#### [Selection]

We may be backing Team GBR, but down on the beach at Weymouth sailing Olympics we've our eyes on a few other choice sailors



It’s a home crowd in Weymouth so we are mainly cheering on Team
GBR. However, as the days go on we are beginning to be familiar with and
appreciate other sailors.




Down on the beach there’s something else going down. Let’s call
it underdogging.




The number 1 sailor we’re underdogging for is Jonas
Hogh-Christensen. He has been beating Ben Ainslie this week, or putting lots of
bullets in the post as I believe we yachting experts say.




Don’t get me wrong, we’re still right behind you Ben, but
respect to anyone who can find the turbo button and sail through you as the
Viking god Jonas has done. That’s a special performance.




We’re also taking note of the Aussie leaders in the 49ers,
Nathan Outerridge and Iain Jensen. They’re so consistent.




The 49ers are a great crowd pleaser, especially with the thrills
and spills we’ve seen this week. On Tuesday, the Australians, the British team
and the Germans all capsized on camera within the space of ten minutes and the
instant the Germans righted their boat the wind took it and flipped it over the
other side. How we felt for them.




Having said which, the TV coverage gave us an immediate re-run
of the capsizes and we all watched it avidly again, oohing at all the same
places.

#### [Exercise]
Name each sailor mentioned by name in the Weymouth Olympic sailing text above.

#### [Supplied data]
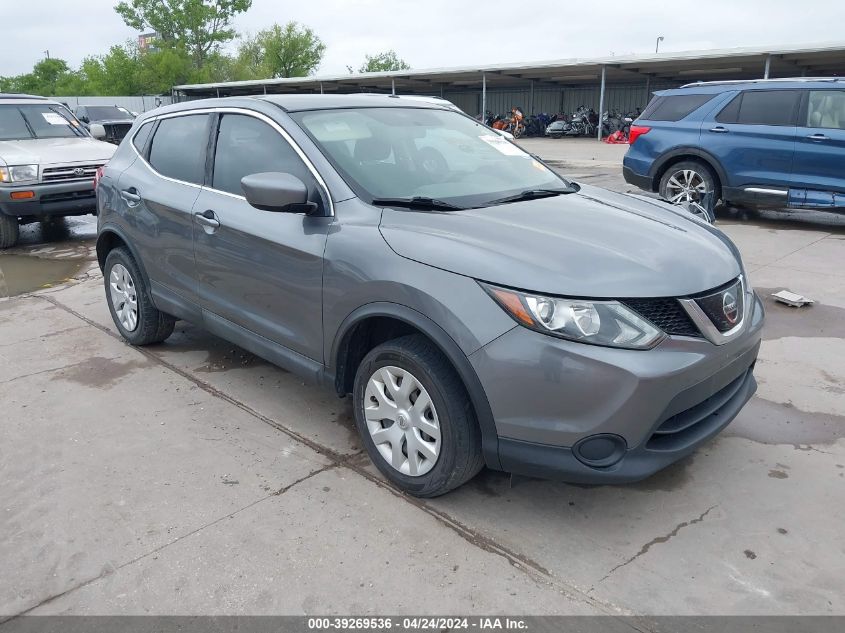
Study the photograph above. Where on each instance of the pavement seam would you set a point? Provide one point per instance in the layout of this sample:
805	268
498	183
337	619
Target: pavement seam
471	536
656	541
113	570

#### [Solution]
Jonas Hogh-Christensen
Ben Ainslie
Nathan Outerridge
Iain Jensen